— start —

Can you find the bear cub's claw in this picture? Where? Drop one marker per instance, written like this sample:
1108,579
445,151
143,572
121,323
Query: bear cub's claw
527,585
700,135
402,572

— end —

Rescale these lines: copy every line, requests included, but multiply each coordinate in the answers by 2.45 and round to the nearest whole number, with halves rounded up. Keep the requests and their sample coordinates unchanged.

Can you find the bear cub's claw in this picture? Where? Drop one marker per instance, written like this sample:
1108,579
445,151
143,572
121,323
Query: bear cub's claw
1291,1433
1715,331
985,1401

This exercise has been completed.